I asked some friends who smoke constantly if there is a belief in the young-smoker community that filtered cigarettes are healthier, and the consensus was nah. “Nah, just less gross/wet/prone to tobacco in the teeth,” Amy Rose Spiegel wrote to me. “Most normals find unfiltered a little bleck, but there are exceptions if you roll your own and/or are a young but weathered rancher/caballero.”

Katie Martin / The Atlantic

By wet she was referring to the fact that filters are made to withstand dissolving in saliva—which means they linger on city streets and pile up on highways even while the rest of the cigarettes quickly dissolve and disintegrate. The global landscape would look dramatically different if cigarette filters fell out of use. The money saved cleaning them up could be put to other use in bettering communities, the benefits of which are incalculable.

Where was I? Oh yes. Even if the industry-generated health halo were totally dissolved by now, given the choice between smoking ten filtered cigarettes per day or ten unfiltered, Shields believes people would probably be better off with the filterless. This is in part because he’s been tracking a curious rise in lung cancer that correlates well with the rise of filtered cigarettes. A 2014 report from U.S. Surgeon General Vivek Murthy on smoking concluded that changing cigarette designs have caused an increase in lung adenocarcinomas, and Murthy implicated cigarette filters.

Given entries =>

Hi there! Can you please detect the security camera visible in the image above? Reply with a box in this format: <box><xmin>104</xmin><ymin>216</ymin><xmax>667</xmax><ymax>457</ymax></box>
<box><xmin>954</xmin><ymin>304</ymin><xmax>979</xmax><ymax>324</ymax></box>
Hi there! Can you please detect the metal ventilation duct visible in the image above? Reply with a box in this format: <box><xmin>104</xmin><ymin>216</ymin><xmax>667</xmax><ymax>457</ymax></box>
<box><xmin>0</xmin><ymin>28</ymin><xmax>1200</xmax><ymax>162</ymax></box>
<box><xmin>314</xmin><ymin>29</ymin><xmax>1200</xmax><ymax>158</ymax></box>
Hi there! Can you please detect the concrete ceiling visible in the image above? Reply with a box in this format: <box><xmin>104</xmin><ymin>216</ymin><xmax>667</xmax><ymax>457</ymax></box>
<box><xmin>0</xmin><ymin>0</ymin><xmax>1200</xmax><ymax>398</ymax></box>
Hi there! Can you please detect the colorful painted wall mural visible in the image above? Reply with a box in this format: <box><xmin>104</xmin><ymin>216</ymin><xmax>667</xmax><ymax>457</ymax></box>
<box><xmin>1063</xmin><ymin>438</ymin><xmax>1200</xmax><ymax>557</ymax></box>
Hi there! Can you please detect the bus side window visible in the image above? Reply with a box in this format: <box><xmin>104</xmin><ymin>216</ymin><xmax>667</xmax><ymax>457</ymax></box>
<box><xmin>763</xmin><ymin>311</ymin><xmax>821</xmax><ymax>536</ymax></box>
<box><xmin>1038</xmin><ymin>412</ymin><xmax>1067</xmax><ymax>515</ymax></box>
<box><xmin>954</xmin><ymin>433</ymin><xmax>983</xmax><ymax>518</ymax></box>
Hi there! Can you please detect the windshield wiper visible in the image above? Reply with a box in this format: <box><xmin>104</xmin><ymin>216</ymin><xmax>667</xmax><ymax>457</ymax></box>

What to work on =>
1: Reproduce the passage on cigarette filters between "I asked some" and "which are incalculable.", inclusive, replacing "saliva" with "spit".
2: Write the next part of the passage on cigarette filters, picking up after its final sentence.

Responses per task =>
1:
I asked some friends who smoke constantly if there is a belief in the young-smoker community that filtered cigarettes are healthier, and the consensus was nah. “Nah, just less gross/wet/prone to tobacco in the teeth,” Amy Rose Spiegel wrote to me. “Most normals find unfiltered a little bleck, but there are exceptions if you roll your own and/or are a young but weathered rancher/caballero.”

Katie Martin / The Atlantic

By wet she was referring to the fact that filters are made to withstand dissolving in spit—which means they linger on city streets and pile up on highways even while the rest of the cigarettes quickly dissolve and disintegrate. The global landscape would look dramatically different if cigarette filters fell out of use. The money saved cleaning them up could be put to other use in bettering communities, the benefits of which are incalculable.

2:
Shields and many others believe that because the smoothness of the smoke means people tend to take deeper breaths and hold them longer, and this pulls the smoke deeper into the lungs, this really changes the exposure to the compounds in the smoke. It’s not just a different dose of carcinogenic exposure; it’s a different dose being delivered to a different part of the lungs for a different amount of time. And the effects of this can’t be really well predicted by lab studies done on smoking machines. Even a small change in these exposures could mean a huge difference when played out over the lifetimes of millions of people who smoke thousands of cigarettes every year.

So to the question at hand, what are real human people—and the health professionals who advise them—to do? The marketing messages have made all of this very confusing, and I’m not sure how much I’ve done to help. But Shields sees a clear way forward for everyone, and it involves assigning no blame, and laying on no one the psychic burden of choosing between two ways of giving oneself cancer.

Katie Martin / The Atlantic

“It doesn’t matter so much if you want to say that the tobacco companies knew something or didn't know something, or if they were at fault or not, or if they need to be moral or socially responsible or not,”  he said. “The FDA has the authority to make tobacco companies take the holes off. There’s no public-health value to the holes. There’s at least some harm to the holes—even if you don't buy the whole adenocarcinoma thing.”

There is some debate among scientists on the role of filters in the rise of these cancers, with others pegging it to increasing amounts of substances called nitrosamines in tobacco. According to Shields, beliefs vary depending on what they’ve been studying for the last 20 or 30 years. “The tobacco-specific nitrosamines people think it’s all about nitrosamines, and the ventilation people thing is all about ventilation”

“But the fact is it doesn't matter. If the FDA has evidence for either one of them or both they can regulate both. They don’t have to make a choice.” After a pause, he reconsidered. “I guess maybe with the Trump administration, where for every regulation you pass you have to take out two, maybe you do have to make a choice.”